Entries taken from a collection:
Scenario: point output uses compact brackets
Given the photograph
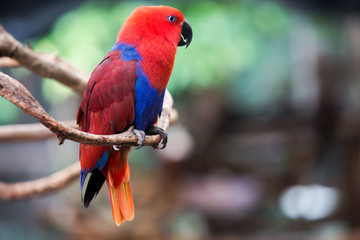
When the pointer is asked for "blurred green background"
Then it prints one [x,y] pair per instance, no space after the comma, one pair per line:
[268,141]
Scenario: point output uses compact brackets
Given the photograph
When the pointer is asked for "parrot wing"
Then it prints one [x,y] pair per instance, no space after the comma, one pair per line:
[107,106]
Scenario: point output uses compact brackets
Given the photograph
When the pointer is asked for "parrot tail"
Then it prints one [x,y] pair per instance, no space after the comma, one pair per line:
[118,182]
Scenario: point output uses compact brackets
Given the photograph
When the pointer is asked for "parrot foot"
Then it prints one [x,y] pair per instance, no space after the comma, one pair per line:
[156,130]
[141,137]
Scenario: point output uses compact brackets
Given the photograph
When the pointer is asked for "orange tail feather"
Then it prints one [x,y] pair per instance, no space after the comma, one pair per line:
[119,190]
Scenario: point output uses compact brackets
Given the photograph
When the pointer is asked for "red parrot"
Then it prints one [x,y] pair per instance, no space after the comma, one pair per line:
[127,89]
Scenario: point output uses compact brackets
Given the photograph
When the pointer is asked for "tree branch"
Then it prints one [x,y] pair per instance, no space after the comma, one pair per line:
[41,186]
[16,93]
[49,65]
[28,132]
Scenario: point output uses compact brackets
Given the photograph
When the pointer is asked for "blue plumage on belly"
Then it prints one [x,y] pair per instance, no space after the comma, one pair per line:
[148,103]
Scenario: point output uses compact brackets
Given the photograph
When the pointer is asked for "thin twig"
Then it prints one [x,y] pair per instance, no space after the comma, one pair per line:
[28,132]
[7,62]
[44,64]
[16,93]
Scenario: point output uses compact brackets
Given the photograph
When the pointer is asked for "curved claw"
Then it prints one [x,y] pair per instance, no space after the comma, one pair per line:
[141,137]
[164,136]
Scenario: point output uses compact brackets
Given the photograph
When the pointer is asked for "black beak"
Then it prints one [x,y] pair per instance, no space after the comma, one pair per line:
[186,35]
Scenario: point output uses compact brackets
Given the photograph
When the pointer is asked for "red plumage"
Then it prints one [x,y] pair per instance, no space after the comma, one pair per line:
[127,88]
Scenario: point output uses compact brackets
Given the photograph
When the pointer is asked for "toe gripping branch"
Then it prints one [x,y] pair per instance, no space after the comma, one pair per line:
[141,137]
[156,130]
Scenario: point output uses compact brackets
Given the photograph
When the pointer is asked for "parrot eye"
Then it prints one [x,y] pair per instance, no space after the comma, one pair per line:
[171,18]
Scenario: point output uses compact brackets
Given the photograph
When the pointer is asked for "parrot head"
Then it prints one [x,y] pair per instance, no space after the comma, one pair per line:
[158,23]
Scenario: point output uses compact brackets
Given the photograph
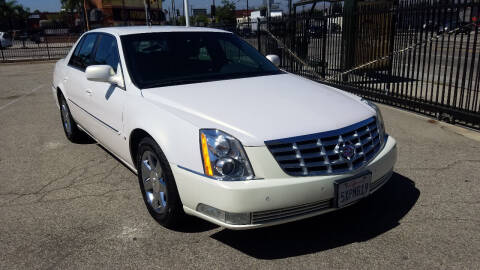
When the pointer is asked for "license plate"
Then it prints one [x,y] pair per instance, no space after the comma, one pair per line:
[352,189]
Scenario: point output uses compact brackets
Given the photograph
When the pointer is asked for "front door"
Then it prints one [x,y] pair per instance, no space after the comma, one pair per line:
[106,100]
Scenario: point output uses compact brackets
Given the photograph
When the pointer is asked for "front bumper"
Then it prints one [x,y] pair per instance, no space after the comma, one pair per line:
[295,197]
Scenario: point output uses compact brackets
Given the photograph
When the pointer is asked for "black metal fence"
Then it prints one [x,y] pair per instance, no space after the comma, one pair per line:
[418,55]
[43,45]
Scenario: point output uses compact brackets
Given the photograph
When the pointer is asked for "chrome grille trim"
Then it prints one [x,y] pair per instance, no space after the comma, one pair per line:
[289,212]
[318,154]
[377,184]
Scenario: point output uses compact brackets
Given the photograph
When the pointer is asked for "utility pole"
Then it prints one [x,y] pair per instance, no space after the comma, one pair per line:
[185,13]
[86,14]
[268,9]
[124,15]
[148,21]
[289,8]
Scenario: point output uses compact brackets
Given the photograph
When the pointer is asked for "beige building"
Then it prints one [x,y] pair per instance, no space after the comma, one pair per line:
[123,12]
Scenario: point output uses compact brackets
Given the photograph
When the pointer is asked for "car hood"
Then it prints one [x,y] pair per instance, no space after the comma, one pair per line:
[258,109]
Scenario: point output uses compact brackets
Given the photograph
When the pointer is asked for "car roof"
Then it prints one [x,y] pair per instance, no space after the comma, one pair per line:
[129,30]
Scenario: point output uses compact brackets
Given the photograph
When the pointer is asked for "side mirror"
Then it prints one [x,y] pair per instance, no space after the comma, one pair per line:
[274,59]
[103,73]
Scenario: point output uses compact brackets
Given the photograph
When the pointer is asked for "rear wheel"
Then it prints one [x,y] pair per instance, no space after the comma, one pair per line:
[157,184]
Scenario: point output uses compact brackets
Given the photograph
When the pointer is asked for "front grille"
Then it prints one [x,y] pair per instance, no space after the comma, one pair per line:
[320,153]
[375,185]
[290,212]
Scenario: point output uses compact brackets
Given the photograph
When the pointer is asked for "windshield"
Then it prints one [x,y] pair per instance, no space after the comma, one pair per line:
[171,58]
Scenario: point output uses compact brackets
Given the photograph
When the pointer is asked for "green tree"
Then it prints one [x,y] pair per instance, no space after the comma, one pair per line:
[225,14]
[12,15]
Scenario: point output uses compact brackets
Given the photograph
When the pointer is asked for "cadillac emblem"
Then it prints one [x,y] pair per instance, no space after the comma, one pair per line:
[346,150]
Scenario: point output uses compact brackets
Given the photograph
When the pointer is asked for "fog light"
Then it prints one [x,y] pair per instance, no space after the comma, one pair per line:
[226,217]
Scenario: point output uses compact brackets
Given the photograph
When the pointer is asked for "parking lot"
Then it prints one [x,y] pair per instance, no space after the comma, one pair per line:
[65,205]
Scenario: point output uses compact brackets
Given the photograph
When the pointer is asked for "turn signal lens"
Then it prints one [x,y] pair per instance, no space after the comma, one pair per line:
[206,158]
[224,157]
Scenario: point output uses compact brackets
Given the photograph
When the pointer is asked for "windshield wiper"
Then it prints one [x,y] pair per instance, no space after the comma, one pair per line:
[172,82]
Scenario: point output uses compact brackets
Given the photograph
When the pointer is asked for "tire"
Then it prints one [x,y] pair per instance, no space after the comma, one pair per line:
[157,184]
[69,125]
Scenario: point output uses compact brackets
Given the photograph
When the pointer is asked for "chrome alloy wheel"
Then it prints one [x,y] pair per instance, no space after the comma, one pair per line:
[66,118]
[153,181]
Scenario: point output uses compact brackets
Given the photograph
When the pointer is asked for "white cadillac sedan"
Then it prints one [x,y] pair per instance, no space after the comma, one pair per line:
[214,129]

REQUIREMENTS:
Each record above is to be restated exactly, with its pictures removed from the copy.

SOLVED EXERCISE:
Scenario: point output uses compact brackets
Given the photograph
When the pointer is asked for "blurred green background"
Then it prints one [x,y] pair per instance, no space after the comma, one pair per line:
[268,141]
Scenario: point output uses compact brackets
Given the photograph
When the pointer is asked for "parrot wing"
Then it prints one [x,y] pair per instance, no space after the comma, one pair per line:
[107,106]
Scenario: point output uses compact brackets
Given the photograph
When the pointer is asked for "parrot tail"
Then it prints one [x,y] pair per instance, no space after the comma, one pair per line:
[118,182]
Scenario: point output uses compact brackets
Given the photograph
When the pointer is asked for "parrot foot"
Then it prints one [x,y] pair per instance, no space after the comma, one pair per line:
[156,130]
[141,137]
Scenario: point output uses compact brackets
Given the photograph
When the pointer is asked for "orange tail feather"
Then it prints one [x,y] pair per instance, no space after the comma, one pair per line:
[119,190]
Scenario: point output uses compact brackets
Given the photograph
When the pointer is asked for "red parrot"
Then it prints one [x,y] pair per instance, no space after the comma, one pair per line:
[127,89]
Scenario: point output uses compact brackets
Given the photograph
When the pointer is asked for "tree branch"
Then it prints one [x,y] pair per instance, no space after the comma, one pair per line:
[41,186]
[16,93]
[49,65]
[28,132]
Scenario: point output uses compact brackets
Given the photograph
When the pointer is asked for "blue plumage on belly"
Then it prints one [x,y] pair per instance, no space after the comma, one pair per line:
[148,103]
Scenario: point output uses compact brackets
Given the photograph
When the pointer is asked for "thin twig"
Then it prints one [x,y] pair per instance, no space after the comma, one pair per line:
[28,132]
[7,62]
[44,64]
[16,93]
Scenario: point output uses compact brackets
Given the photograph
When the pointer is asked for "curved claw"
Then it prints one [x,y] pair per instance, no space after the comma, one pair per line:
[141,137]
[164,136]
Scenario: point output uses compact brackets
Given the photograph
When the pointer is asked for "black beak"
Then it prints one [x,y] pair per instance, no space after the comma, one pair per line:
[186,35]
Scenario: point output uses compact brackets
Given the photograph
When the pointer is asked for "red plumage"
Then it prints one [x,y] pair per instance, no space after the comma, one pair per line:
[127,88]
Scenario: point output uses compact brackets
Given the photograph
When the pointer is asked for "toe gripping branch"
Then it prints one [x,y] pair per instance, no space after the comma, one pair per line:
[141,137]
[156,130]
Scenario: point output uses compact brackets
Given the photograph
When the pointer is asked for "parrot eye"
Then it prints one [x,y] pair per instance, no space after the comma, one pair per line:
[171,18]
Scenario: point output uses compact brackets
Given the photograph
When the pointer is asked for "parrot head"
Then it prints one [x,y] pair per instance, no space after the comma, one pair per line:
[158,23]
Scenario: point output uses compact brackets
Given the photograph
When the pointer is asked for "license plate"
Then it prints one [x,y] pair per instance, no space after the comma, one pair per line:
[352,189]
Scenario: point output uses compact brackets
Given the photograph
When the pointer is asked for "front door"
Then it prints one [x,y] pair per instance, no space after the comma, one pair per line:
[106,100]
Scenario: point output uses compact brackets
Given the photograph
When the pointer is asked for "front bumper"
Then it prints one [x,y] pair per instance, no space after the comma, one pair per line:
[295,197]
Scenario: point output uses compact brackets
Given the photograph
When the pointer is asked for "black metal fence"
Then it prints one [x,y] pair per instance, no space after the comma, one pair per line:
[418,55]
[43,45]
Scenario: point output uses compact brackets
Given the photograph
When the pointer is asked for "chrome grille trim"
Then it prints one [x,y] pair per instance, no space after the comma, one pair per line:
[289,212]
[318,154]
[377,184]
Scenario: point output uses compact brackets
Given the photograph
When the pointer is asked for "utility pole"
Then it prints one [x,y] pair per instance, no space after the comma, one pair per line:
[185,13]
[86,14]
[268,9]
[124,15]
[148,21]
[289,8]
Scenario: point output uses compact brackets
Given the photograph
When the pointer is asked for "beige building"
Then it prints one [x,y] pair per instance, no space after the comma, one pair per line:
[123,12]
Scenario: point output uses compact brackets
Given the photograph
When the pointer is asked for "car hood"
Then it prints one [x,y] pair per instance, no space after the comma, one pair per line:
[258,109]
Scenario: point output uses compact brackets
Given the photograph
When the pointer is asked for "car roof"
Then it prints one [x,y] pair per instance, no space after the comma, one pair per line:
[129,30]
Scenario: point output uses compact brackets
Given the photograph
When the pointer is asked for "side mirror"
Then it prints one [x,y] pair per instance, no space after the comma, one pair per line:
[274,59]
[103,73]
Scenario: point output uses compact brackets
Given the photograph
When the pointer is asked for "rear wheel"
Then it prints one [x,y] pair per instance, no space after the comma, one pair per line:
[157,184]
Scenario: point output uses compact brackets
Given the photograph
When the pointer is asked for "front grille"
Then it prints one [x,y] pair per instance, no space after the comma, one pair per line:
[320,153]
[375,185]
[290,212]
Scenario: point output uses compact brackets
Given the photograph
When the pointer is asked for "windshield"
Then it prints one [x,y] pair per instance, no space after the comma, one pair per line:
[171,58]
Scenario: point output uses compact brackets
Given the photograph
When the pointer is asked for "green tree"
Then it prints one [x,y] pair per instance, no space after the comma, one pair per line:
[225,14]
[12,15]
Scenario: point output uses compact brackets
Given the photograph
When the pointer is asked for "cadillac emblem"
Then it prints one [x,y] pair per instance, no space after the comma, one pair per line:
[346,150]
Scenario: point output uses compact brackets
Given the photograph
When the pointer is asked for "fog light"
Then it prints one [x,y] pair per instance, no space after the comma, one pair per line:
[226,217]
Scenario: point output uses compact brackets
Given the photograph
When the pointer is asked for "parking lot"
Then it prints one [x,y] pair per instance, no space after the comma, one pair per line:
[65,205]
Scenario: point output uses compact brackets
Given the photograph
When the pointer is asked for "turn signal lens"
Then it prints one [x,y] pair per instance, no space after the comma, one pair per line:
[206,158]
[224,157]
Scenario: point output uses compact brackets
Given the photograph
When the pointer is asked for "windshield wiper"
Then it prints one [x,y] pair per instance, no space after the comma, one pair per line:
[172,82]
Scenario: point output uses compact brackets
Given the photograph
When the pointer is asked for "tire"
Then it prints one [x,y] pair per instance, no space after the comma, one pair per line:
[157,184]
[69,125]
Scenario: point output uses compact brackets
Given the photograph
When the pointer is asked for "chrome alloy wheel"
Then it prints one [x,y] pair per instance, no space after the comma, one pair per line:
[66,118]
[153,181]
Scenario: point output uses compact brackets
Given the photograph
When the pointer is asked for "white cadillac sedan"
Then it prints one [x,y] pair per instance, no space after the comma, one pair per line:
[214,129]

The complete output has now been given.